▼
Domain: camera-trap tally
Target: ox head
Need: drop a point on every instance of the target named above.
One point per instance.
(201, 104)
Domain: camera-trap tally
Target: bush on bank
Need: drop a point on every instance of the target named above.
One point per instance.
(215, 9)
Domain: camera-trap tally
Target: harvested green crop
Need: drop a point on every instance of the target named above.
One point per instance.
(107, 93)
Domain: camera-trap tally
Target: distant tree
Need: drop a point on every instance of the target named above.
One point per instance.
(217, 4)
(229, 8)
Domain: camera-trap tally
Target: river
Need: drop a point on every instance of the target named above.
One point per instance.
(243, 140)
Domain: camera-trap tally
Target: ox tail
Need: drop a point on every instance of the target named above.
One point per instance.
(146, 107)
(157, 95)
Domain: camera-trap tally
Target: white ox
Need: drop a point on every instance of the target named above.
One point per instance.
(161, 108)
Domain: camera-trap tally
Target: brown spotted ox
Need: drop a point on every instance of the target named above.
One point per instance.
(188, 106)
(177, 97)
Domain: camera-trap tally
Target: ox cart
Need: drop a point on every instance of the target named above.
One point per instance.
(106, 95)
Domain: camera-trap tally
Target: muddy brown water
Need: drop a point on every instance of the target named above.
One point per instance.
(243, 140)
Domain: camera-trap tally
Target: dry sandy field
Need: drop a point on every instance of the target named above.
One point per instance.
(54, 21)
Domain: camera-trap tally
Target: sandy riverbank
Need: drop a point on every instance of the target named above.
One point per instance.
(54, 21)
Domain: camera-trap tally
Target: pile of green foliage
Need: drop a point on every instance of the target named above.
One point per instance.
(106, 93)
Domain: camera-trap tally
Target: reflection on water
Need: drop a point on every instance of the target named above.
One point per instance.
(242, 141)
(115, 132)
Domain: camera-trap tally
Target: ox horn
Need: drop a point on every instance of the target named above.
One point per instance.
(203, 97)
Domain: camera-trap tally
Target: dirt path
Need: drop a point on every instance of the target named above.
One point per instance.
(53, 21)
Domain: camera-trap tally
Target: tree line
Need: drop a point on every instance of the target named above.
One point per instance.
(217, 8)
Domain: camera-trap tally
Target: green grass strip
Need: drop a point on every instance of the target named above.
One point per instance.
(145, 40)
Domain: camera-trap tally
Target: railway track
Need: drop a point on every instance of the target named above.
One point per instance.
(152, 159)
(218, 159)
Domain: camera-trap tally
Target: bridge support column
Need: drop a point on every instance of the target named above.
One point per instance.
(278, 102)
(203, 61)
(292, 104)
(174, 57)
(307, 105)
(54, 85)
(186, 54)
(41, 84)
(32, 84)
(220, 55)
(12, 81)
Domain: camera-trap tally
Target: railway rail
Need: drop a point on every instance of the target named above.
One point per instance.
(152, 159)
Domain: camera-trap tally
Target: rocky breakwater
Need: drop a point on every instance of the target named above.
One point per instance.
▲
The word "green" occurs on some lines of the data. Give the number of those lines only.

3